WHAT YOU ARE ASKED TO DO
The records below hold pictures; please leave those out and retype the rest exactly.

[Entries taken from a collection]
++++++++
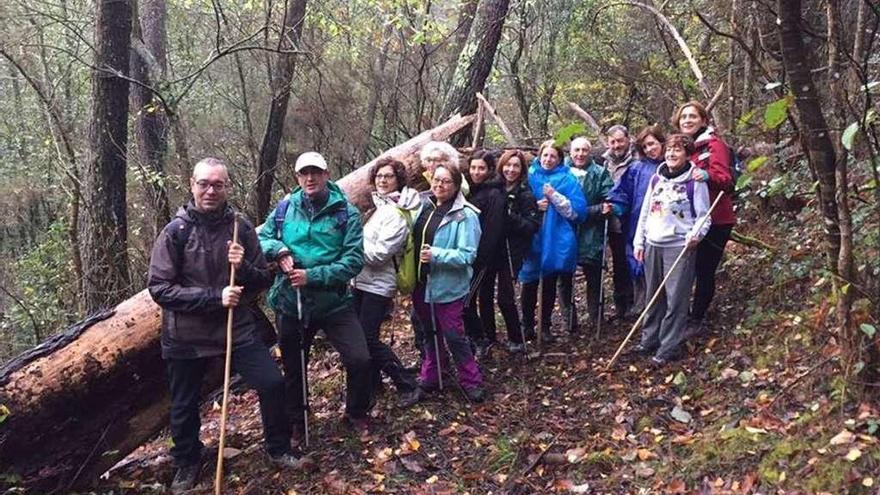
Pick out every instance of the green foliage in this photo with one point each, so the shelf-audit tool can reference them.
(44, 287)
(565, 135)
(776, 112)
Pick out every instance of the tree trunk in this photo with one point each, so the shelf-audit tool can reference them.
(280, 82)
(103, 229)
(83, 400)
(151, 123)
(814, 127)
(475, 62)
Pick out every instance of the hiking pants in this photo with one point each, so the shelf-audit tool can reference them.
(548, 300)
(623, 289)
(710, 251)
(506, 304)
(371, 309)
(256, 366)
(450, 333)
(343, 330)
(664, 327)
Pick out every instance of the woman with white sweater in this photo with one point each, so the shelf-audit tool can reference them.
(669, 221)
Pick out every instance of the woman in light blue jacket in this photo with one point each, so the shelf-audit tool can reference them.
(447, 234)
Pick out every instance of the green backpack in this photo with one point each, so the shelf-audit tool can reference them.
(406, 268)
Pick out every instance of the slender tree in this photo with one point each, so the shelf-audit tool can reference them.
(148, 65)
(104, 225)
(475, 62)
(281, 77)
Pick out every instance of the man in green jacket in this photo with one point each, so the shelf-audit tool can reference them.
(596, 182)
(316, 237)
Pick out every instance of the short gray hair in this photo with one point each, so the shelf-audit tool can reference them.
(210, 162)
(443, 148)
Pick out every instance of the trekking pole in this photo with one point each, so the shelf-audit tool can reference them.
(601, 314)
(436, 338)
(522, 332)
(302, 365)
(218, 477)
(662, 285)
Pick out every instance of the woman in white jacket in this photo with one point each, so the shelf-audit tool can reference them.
(385, 234)
(669, 222)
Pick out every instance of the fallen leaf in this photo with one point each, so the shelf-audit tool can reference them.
(681, 415)
(676, 486)
(411, 464)
(853, 455)
(644, 472)
(842, 438)
(645, 454)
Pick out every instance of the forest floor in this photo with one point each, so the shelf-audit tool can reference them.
(757, 406)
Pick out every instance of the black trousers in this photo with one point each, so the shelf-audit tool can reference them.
(371, 310)
(710, 251)
(530, 303)
(623, 288)
(256, 366)
(343, 330)
(506, 304)
(593, 275)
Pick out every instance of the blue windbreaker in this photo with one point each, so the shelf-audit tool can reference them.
(626, 199)
(554, 247)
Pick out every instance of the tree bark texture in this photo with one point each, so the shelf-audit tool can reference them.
(83, 400)
(475, 62)
(151, 122)
(103, 229)
(282, 76)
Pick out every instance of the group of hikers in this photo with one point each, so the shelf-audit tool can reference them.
(503, 219)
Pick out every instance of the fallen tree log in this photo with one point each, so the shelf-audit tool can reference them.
(74, 406)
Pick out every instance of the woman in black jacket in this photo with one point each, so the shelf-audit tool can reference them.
(521, 221)
(487, 194)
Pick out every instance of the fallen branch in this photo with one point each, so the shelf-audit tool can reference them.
(528, 469)
(586, 117)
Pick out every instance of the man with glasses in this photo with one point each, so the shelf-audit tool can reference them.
(188, 278)
(316, 237)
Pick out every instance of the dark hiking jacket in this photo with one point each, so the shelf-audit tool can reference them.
(188, 271)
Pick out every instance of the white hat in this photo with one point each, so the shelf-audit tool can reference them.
(310, 159)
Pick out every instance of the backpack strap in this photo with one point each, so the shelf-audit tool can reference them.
(179, 230)
(689, 187)
(280, 213)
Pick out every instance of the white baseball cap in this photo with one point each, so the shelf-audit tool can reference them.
(310, 159)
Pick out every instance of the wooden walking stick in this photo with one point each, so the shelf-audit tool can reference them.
(218, 478)
(662, 285)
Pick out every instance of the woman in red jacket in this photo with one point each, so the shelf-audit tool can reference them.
(713, 166)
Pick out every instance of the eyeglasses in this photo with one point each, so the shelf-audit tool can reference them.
(204, 185)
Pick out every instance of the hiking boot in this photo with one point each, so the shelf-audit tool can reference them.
(185, 478)
(288, 460)
(476, 394)
(695, 328)
(411, 398)
(642, 350)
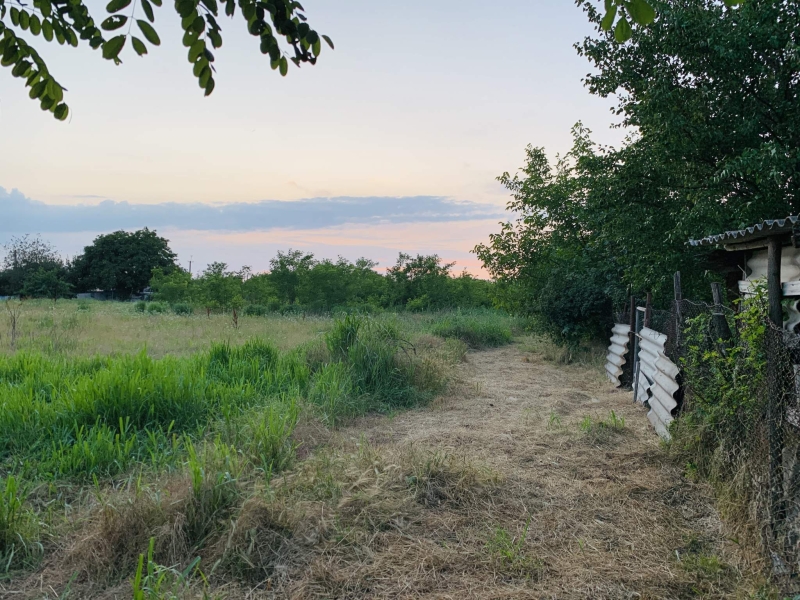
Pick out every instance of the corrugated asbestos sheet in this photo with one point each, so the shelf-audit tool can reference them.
(657, 380)
(617, 352)
(757, 231)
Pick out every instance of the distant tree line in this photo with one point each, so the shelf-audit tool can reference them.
(127, 263)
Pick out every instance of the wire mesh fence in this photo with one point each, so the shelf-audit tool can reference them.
(738, 415)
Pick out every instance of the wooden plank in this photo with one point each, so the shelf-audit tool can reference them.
(660, 428)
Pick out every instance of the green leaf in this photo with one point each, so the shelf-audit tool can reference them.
(117, 5)
(138, 46)
(209, 87)
(204, 78)
(196, 50)
(608, 19)
(112, 47)
(35, 25)
(61, 112)
(37, 90)
(114, 22)
(148, 10)
(47, 30)
(199, 24)
(199, 66)
(211, 5)
(623, 31)
(54, 90)
(641, 12)
(149, 33)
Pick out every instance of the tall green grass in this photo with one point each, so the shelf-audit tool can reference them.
(80, 418)
(484, 330)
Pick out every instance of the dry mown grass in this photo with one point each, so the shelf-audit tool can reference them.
(501, 489)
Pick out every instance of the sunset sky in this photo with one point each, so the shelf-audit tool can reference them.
(391, 143)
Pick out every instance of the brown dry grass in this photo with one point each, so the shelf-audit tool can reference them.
(495, 491)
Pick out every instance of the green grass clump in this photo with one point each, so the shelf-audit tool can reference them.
(79, 418)
(475, 331)
(182, 309)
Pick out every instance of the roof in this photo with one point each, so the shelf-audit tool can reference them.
(759, 231)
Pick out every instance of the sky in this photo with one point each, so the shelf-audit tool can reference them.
(392, 142)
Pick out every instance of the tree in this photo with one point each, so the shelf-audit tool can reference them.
(219, 288)
(621, 15)
(285, 271)
(712, 97)
(420, 279)
(175, 286)
(25, 256)
(71, 22)
(47, 283)
(122, 262)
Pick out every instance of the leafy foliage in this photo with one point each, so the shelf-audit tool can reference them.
(710, 94)
(279, 25)
(122, 261)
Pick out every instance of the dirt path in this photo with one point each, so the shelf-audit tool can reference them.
(608, 516)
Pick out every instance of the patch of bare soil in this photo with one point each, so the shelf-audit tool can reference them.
(583, 503)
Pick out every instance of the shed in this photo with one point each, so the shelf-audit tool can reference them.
(770, 252)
++++++++
ANSWER
Pick out every instance of the green foliage in this photo with one point each, so the shelf-audit tool can reference them.
(44, 287)
(565, 135)
(776, 112)
Pick out every instance of the tree trunk in this photo with one point each, so the shelf-audit tool can reference them.
(280, 82)
(103, 229)
(83, 400)
(151, 123)
(814, 127)
(475, 62)
Pick out every instance of the hiking pants in this photo with one point each, so the shelf-audit tool can reference them.
(548, 300)
(623, 289)
(710, 251)
(506, 304)
(371, 309)
(256, 366)
(450, 333)
(343, 330)
(664, 327)
Pick out every instance of the woman with white sweater in this photo with one point each, so the shelf-audit tool can reference them.
(669, 221)
Pick out every instance of the woman in light blue jacket in this photo with one point each, so the shelf-audit tool can reference them.
(447, 234)
Pick out every instance of the green backpack in this photo with one point each, so the shelf-audit tool can reference them.
(406, 268)
Pick out every instance of the slender tree in this photo with one point each, so the shelf-audit tool can reference them.
(148, 65)
(104, 225)
(475, 62)
(281, 77)
Pick out every instance of the man in green jacket in this photo with one point each, so the shelf-audit tool can reference them.
(596, 182)
(316, 237)
Pick out every instance of the short gray hair in this photo with one point each, so the shelf-audit tool can reference them.
(210, 162)
(443, 148)
Pick out every instance of the trekking pole in this photo with one point each, so the shelf-audit tool can reference them.
(601, 314)
(436, 338)
(522, 332)
(302, 365)
(218, 477)
(662, 285)
Pick out every instance of the woman in white jacket in this photo with one point each, so the shelf-audit tool can reference them.
(385, 234)
(669, 222)
Pick out every instance of the fallen leaf in this photo with one point each, so the shelf-audit tool can reference them.
(681, 415)
(676, 486)
(411, 464)
(853, 455)
(644, 472)
(842, 438)
(645, 454)
Pick out every instance of the forest floor in this photo with one point each, so the shelf-audit tool can reference them.
(757, 406)
Pick out every instance of the black trousers in this photo with one point each, so the shelf-audit tool can reference them.
(371, 310)
(710, 251)
(530, 303)
(623, 288)
(256, 366)
(343, 330)
(506, 304)
(593, 275)
Pick out every instance of the blue windbreaker in this photo with one point each, so the shelf-audit tool can reference them.
(626, 199)
(554, 247)
Pick out every instance of the tree bark texture in this photo with one point each, so the shelf-audit tool can reference them.
(83, 400)
(475, 62)
(151, 122)
(103, 229)
(282, 76)
Pick out every instance of the group of hikers in this photo with one point each, so the shelf-audit tool can reference them.
(503, 219)
Pick out every instance of the fallen tree log in this photo with one point each, so the shelf-audit tool can reference them.
(74, 406)
Pick out every instance of the woman in black jacket in this photo with one point each, so the shelf-audit tool can reference them.
(521, 221)
(487, 194)
Pick out every instance of the fallen branch in this photo with one point each, so the shelf-audit tool can reference them.
(528, 469)
(586, 117)
Pick out every instance of the man with glasses in this photo with one point each, so the shelf-audit tool can reference them.
(188, 278)
(316, 237)
Pick out every instance of the dark hiking jacket in this photo with one point each, so the shelf-audit tool can reference them.
(188, 271)
Pick out every instance of the white hat in this photo with one point each, so the shelf-audit tool can reference them.
(310, 159)
Pick out every instance of the backpack strap in this photo with one point each, so the shelf-audit tool can reference them.
(179, 230)
(689, 187)
(280, 213)
Pick out every instance of the white baseball cap in this photo with one point each, so the shelf-audit tool can reference them.
(310, 159)
Pick out every instance of the wooden walking stick in this photo with one point each, so the shelf-audit tool can reference them.
(218, 478)
(662, 285)
Pick out every instance of the woman in red jacket in this photo with one point each, so the shelf-audit tool can reference them.
(713, 166)
Pick out every instance of the eyeglasses in this photo with one point each, so the shelf-audit tool can reference them.
(204, 185)
Pick out every instance of the hiking boot in this photo with one point each, so the shelf-audit tool can reference them.
(185, 478)
(288, 460)
(476, 394)
(695, 328)
(411, 398)
(642, 350)
Pick out every instance of the corrugated asbestos sheet in this photo with one point each, so the shelf-audit tool can reference them.
(657, 380)
(617, 352)
(757, 231)
Pick out every instance of the distant tree line in this photo with one point each, so the shelf-audit tool can reference them.
(127, 263)
Pick out every instance of the wire mesh fence in this photo with one point each, so the shelf-audit tool can reference them.
(738, 415)
Pick out every instance of the wooden plank in this photo with one point each, so the shelf-audit tool can reference them.
(660, 428)
Pick out every instance of the green leaf in this photo with one point each, so the shelf-audit tool can reference them.
(117, 5)
(138, 46)
(209, 87)
(204, 78)
(196, 50)
(608, 19)
(112, 47)
(35, 25)
(61, 112)
(37, 90)
(114, 22)
(148, 10)
(47, 30)
(199, 24)
(199, 66)
(211, 5)
(623, 31)
(54, 90)
(641, 12)
(149, 33)
Pick out every instance of the tall green grass in this photo with one point each, so the shelf-audit tool can reference them.
(80, 418)
(484, 330)
Pick out every instance of the dry mown grass in this photo with one point each, so the shelf-audit tool can reference them.
(501, 489)
Pick out every instance of the sunset sky in this photo with one point each, so the shelf-audit tool can reference them.
(391, 143)
Pick out every instance of the brown dry grass in this photo with one point each, so the shelf-audit tool can reference them.
(495, 491)
Pick out every instance of the green grass clump in this photo with one point each, so the shelf-audit tool can reference them.
(79, 418)
(475, 331)
(182, 309)
Pick out every instance of the roof in this photo with one point each, so the shelf-audit tool can reference them.
(759, 231)
Pick out every instance of the sky in this photo with one point each, so the shelf-audit tool can reference them.
(392, 142)
Pick out every instance of the tree in this photo with one point each, so the shelf-audit tool can reference them.
(219, 288)
(621, 15)
(285, 271)
(712, 97)
(420, 279)
(175, 286)
(25, 256)
(71, 22)
(47, 283)
(122, 262)
Pick out every instance of the leafy foliage in this photo with one point each, so the shelf-audit tool can reference them.
(710, 94)
(279, 25)
(122, 261)
Pick out every instance of the dirt path in this photo with one point each, so the shelf-audit tool can reference them.
(608, 516)
Pick out every instance of the patch of bare soil in this photo with one point each, so the shelf-audit tool can reference them.
(583, 503)
Pick out every instance of the shed in this photo with one point each, so the shelf-audit tool can reference them.
(770, 252)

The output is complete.